**What to work on**
[A] Copy the stretch of the Judy Le Maistre Smith profile from "Think about helping" through "18 years ago." word for word.
[B] Using the Judy Le Maistre Smith profile, answer each question on its own line:
(i) In which town was Judy born?
(ii) What kind of art did she specialize in?
(iii) For how many years did she look after her mum?
[C] Summarize the Judy Le Maistre Smith profile in two sentences.
++++ Reading passage
For Scottish artist, Judy Le Maistre Smith making sure her loved ones know what she wants when she is nearing the end of her life is a priority.
Think about helping your loved ones, says Judy. “It’s not about getting near death; it’s about your wishes being honoured and how you want people to treat you when you are dying.”
Judy was born in Dundee, Scotland, brought up in Dunblane and went to high school in Callander, a small town not far from Stirling Castle. She moved to Gisborne with her husband 18 years ago.
A trained artist, she lectured in Scottish Art Schools and developed her own art specialising in ceramic sculpture.
During this time, she looked after her mum, who suffered from poor health, for 25 years. “At the end of her life, mum had to have several limbs amputated and moved into a care home. Even then, Mum was never going to die; she wanted doctors to keep her alive even if she was brain dead.”
++++++++
++++ Data extracts
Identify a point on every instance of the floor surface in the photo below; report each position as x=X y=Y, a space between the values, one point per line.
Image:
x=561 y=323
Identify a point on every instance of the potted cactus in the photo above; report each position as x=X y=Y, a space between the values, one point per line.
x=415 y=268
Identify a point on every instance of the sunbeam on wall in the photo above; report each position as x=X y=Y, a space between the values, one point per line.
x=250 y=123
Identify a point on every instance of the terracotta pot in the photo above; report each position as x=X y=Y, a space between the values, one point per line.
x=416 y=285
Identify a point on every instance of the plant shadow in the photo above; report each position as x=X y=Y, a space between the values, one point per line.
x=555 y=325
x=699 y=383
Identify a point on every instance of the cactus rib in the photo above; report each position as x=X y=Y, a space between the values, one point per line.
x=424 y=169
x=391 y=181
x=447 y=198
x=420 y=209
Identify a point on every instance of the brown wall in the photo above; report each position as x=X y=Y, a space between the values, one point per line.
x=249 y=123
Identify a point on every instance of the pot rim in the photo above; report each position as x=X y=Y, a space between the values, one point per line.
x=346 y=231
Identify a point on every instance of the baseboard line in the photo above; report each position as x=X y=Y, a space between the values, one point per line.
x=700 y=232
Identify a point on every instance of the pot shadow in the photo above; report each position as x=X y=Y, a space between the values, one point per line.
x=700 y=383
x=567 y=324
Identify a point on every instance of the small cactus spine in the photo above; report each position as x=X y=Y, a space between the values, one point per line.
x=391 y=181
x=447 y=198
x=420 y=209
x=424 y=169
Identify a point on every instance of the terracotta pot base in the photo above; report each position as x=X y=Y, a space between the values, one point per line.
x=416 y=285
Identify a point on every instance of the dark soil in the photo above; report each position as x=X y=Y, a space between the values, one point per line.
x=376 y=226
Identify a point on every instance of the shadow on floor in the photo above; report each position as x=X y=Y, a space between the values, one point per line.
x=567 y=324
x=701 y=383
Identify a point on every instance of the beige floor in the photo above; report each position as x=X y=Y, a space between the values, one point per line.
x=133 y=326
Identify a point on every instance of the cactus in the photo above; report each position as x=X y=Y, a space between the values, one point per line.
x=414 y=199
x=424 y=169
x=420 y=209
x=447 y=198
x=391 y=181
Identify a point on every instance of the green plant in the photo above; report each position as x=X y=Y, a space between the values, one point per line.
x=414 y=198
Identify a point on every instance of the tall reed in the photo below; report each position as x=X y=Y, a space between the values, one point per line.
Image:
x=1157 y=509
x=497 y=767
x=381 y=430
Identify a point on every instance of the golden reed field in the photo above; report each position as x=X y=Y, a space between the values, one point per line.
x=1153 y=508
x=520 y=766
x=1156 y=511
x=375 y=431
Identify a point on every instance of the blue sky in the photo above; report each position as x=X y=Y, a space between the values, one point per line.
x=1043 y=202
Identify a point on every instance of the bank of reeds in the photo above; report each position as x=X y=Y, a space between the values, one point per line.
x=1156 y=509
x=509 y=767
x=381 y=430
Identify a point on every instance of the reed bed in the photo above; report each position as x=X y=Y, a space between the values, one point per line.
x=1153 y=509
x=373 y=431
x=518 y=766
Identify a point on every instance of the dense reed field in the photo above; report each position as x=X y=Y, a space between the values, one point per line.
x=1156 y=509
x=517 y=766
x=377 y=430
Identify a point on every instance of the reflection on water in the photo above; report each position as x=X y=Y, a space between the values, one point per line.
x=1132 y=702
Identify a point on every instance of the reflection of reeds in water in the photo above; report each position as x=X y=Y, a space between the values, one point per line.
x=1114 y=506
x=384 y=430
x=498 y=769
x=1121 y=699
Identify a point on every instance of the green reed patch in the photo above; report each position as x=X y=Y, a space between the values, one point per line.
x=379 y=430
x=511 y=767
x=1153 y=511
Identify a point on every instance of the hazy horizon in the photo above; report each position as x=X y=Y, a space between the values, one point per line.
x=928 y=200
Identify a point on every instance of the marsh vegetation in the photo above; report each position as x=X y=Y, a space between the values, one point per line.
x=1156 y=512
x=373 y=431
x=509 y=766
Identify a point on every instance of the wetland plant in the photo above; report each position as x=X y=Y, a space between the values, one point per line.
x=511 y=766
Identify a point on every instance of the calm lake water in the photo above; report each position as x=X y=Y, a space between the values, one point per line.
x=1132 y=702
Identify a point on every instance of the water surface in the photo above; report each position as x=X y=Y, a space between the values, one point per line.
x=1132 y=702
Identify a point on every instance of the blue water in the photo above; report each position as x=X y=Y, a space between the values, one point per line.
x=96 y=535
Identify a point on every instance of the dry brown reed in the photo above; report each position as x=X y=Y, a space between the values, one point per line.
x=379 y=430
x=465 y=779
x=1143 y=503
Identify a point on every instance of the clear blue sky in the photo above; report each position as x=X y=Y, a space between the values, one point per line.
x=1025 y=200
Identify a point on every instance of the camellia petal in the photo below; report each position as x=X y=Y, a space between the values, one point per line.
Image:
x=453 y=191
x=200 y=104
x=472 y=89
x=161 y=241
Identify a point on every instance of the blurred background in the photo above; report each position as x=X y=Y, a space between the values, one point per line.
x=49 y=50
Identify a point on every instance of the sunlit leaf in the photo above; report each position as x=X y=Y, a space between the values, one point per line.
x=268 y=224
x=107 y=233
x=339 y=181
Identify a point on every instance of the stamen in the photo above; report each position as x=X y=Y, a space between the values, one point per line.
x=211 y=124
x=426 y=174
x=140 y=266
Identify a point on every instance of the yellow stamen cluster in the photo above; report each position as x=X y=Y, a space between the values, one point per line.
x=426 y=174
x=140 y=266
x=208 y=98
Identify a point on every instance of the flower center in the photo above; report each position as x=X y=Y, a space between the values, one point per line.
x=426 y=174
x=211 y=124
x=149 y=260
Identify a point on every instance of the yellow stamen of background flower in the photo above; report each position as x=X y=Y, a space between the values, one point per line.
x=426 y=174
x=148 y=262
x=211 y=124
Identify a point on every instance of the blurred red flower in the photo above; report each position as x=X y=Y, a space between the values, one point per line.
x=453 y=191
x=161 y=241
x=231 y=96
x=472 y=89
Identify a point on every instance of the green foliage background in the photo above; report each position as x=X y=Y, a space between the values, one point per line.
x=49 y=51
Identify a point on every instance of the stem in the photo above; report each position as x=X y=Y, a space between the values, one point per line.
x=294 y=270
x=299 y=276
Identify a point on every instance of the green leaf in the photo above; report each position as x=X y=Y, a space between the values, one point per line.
++++++++
**Answers given**
[A]
Think about helping your loved ones, says Judy. “It’s not about getting near death; it’s about your wishes being honoured and how you want people to treat you when you are dying.”
Judy was born in Dundee, Scotland, brought up in Dunblane and went to high school in Callander, a small town not far from Stirling Castle. She moved to Gisborne with her husband 18 years ago.

[B]
(i) Dundee, Scotland
(ii) Ceramic sculpture
(iii) 25 years

[C] Scottish artist Judy Le Maistre Smith, a former art school lecturer who specialized in ceramic sculpture and moved to Gisborne with her husband 18 years ago, makes it a priority that her loved ones know her wishes for the end of her life. She cared for her mum for 25 years, and near the end her mum wanted doctors to keep her alive even if she was brain dead.